This post comes from Creative Carbon Scotland

Although we initially planned to have fewer finalists for the 2015 Fringe Sustainable Practice Award, this year’s shortlist provided a great wealth of interesting and deserving productions, and the assessment process proved particularly difficult. As a result, there were five productions selected as finalists from our shortlist of 21 Edinburgh Festival Fringe shows, from which an overall winner was selected.

Here, we give a summary of our four excellent finalists, and the range of approaches they took when showcasing sustainability on the Fringe.

Garden by Lucy Grace

This one-woman show addresses the confines of our urban-office environment and the desire to reconnect with more natural surrounds. Themes of health and wellbeing were brought to the fore with the examination of the loneliness of many current modern day lifestyles, and the inherent desire of humans to reconnect with nature. The assessors found the show extremely observant, and were particularly impressed by the development of the set throughout the production, which appeared to grow in greenery and ‘bloom’ towards the climax of the show. In this way, Garden demonstrated the role of the on-stage environment in reflecting our own physical surrounds, and the impact of thoughtful stage design.

Scarfed for Life by the Citizen’s Theatre

Scarfed for Life did not self-identify as a show containing sustainability themes, and the Citizen’s Theatre production was shortlisted on the strength of its efforts to reduce the environmental impact of the stage design. 4 sound cues, 7 chairs (sourced from the venue) and a baseball cap were the only set and props required for the production centred around the comedy and repercussions of the first old-firm match of the season. However, upon review assessment, the team found the show to be a fantastic example of a production examining social sustainability issues of embedded sectarianism and domestic violence in an honest, approachable and accurate manner, whilst maintaining a high quality and entertaining show!

Sing for Your Life by The Vaults

Although unusual in its ‘musical taxidermy’ format, Sing for Your Life used comedy and gore to confront their audience with thoughtful prompts on a wide range of animal-related sustainability issues, whilst also considering similar elements in their own design. Badger culling and a loss of countryside biodiversity, farmed animal antibiotic use, invasive species, pedigree dog breeding and the fur debate were all considered in song by puppets crafted from the animals they addressed (themselves sourced as road-kill or previous taxidermied specimens). The assessors were impressed at the skill of the production, and the quality of the communication of complex, multifaceted ideas related to sustainability, with an individual approach to sustainable props.
------------------------
Set problem 1:
According to the award post, how many Edinburgh Festival Fringe shows made the shortlist for the 2015 Fringe Sustainable Practice Award?
The listing that follows has no connection to the award post.

Dataset records:
------------------------
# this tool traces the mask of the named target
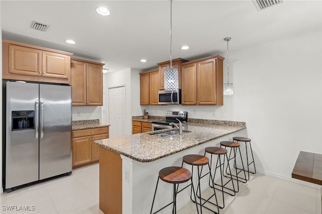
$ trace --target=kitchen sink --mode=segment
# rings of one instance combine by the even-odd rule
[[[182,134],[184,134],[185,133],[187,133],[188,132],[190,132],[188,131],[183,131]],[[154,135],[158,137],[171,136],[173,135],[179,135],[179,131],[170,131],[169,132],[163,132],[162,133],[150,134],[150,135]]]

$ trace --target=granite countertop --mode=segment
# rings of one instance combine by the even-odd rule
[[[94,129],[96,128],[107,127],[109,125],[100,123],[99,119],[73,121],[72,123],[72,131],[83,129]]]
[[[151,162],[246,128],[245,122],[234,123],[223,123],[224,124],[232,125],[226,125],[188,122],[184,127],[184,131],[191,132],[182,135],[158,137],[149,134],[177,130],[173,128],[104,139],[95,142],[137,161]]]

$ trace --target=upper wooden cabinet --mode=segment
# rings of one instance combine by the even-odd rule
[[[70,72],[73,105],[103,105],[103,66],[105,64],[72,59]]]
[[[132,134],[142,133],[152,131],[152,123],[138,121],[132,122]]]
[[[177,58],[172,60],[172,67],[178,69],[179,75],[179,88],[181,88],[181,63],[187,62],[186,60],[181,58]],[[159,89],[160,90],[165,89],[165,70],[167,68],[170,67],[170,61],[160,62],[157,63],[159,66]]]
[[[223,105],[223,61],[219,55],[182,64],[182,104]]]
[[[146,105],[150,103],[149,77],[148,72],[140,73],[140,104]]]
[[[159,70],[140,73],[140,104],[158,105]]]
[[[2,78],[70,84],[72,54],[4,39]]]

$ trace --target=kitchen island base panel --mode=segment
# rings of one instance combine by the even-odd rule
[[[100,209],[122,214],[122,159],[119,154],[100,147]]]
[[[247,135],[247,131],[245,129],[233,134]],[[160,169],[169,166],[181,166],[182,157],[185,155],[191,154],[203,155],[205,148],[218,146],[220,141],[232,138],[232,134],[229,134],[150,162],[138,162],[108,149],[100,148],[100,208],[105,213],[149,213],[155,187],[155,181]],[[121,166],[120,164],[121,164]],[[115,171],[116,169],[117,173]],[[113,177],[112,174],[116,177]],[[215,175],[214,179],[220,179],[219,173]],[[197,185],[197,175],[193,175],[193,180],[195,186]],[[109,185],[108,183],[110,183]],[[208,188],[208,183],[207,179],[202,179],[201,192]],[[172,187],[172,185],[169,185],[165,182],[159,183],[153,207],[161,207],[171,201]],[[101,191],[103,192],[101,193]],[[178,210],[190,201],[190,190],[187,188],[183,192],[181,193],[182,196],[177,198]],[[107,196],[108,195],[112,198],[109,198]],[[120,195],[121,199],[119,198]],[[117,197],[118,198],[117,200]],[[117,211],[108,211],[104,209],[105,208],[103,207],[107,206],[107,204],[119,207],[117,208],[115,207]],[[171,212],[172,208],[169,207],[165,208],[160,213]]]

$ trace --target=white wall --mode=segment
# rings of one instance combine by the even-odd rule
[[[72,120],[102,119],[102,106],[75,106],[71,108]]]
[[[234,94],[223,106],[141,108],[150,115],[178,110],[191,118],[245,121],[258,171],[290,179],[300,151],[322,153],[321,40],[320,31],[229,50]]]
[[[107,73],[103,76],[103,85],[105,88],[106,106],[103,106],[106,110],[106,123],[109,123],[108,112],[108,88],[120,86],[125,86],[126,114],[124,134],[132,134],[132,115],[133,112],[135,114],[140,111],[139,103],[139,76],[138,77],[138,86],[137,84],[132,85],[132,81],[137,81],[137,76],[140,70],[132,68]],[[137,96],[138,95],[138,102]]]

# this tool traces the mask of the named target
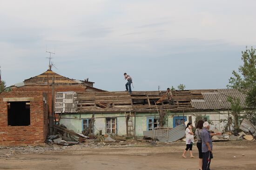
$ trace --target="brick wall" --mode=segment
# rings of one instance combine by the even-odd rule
------------------------
Set problem 2:
Return the listing verbatim, from its first line down through the line containing "[[[2,78],[70,84],[72,54],[4,39]]]", without the pictures.

Worked answer 1:
21 shows made the shortlist.

Worked answer 2:
# this tool traces the mask of the named target
$ trace --target=kitchen sink --mode=segment
# rings of one instance combine by the even-odd rule
[[[182,134],[184,134],[185,133],[187,133],[188,132],[190,132],[188,131],[183,131]],[[154,135],[158,137],[171,136],[173,135],[179,135],[179,131],[170,131],[169,132],[163,132],[162,133],[150,134],[150,135]]]

$ trace --target=granite countertop --mode=segment
# rings of one instance combine by the even-odd rule
[[[94,129],[96,128],[107,127],[109,125],[100,123],[99,119],[73,121],[72,123],[72,131],[83,129]]]
[[[151,162],[246,128],[245,122],[234,123],[223,123],[224,124],[232,125],[226,125],[188,122],[184,127],[184,131],[191,132],[182,135],[158,137],[149,134],[177,130],[173,128],[104,139],[95,142],[137,161]]]

$ trace --target=upper wooden cabinet --mode=segment
# rings of one instance combine by the even-odd rule
[[[70,72],[73,105],[103,105],[103,66],[105,64],[72,59]]]
[[[132,134],[142,133],[152,131],[152,123],[138,121],[132,122]]]
[[[177,58],[172,60],[172,67],[178,69],[179,75],[179,88],[181,88],[181,63],[187,62],[186,60],[181,58]],[[159,89],[160,90],[165,89],[165,70],[167,68],[170,67],[170,61],[160,62],[157,63],[159,66]]]
[[[223,105],[223,61],[219,55],[182,64],[182,104]]]
[[[146,105],[150,103],[149,77],[148,72],[140,73],[140,104]]]
[[[159,70],[140,73],[140,104],[158,105]]]
[[[2,78],[70,84],[72,54],[4,39]]]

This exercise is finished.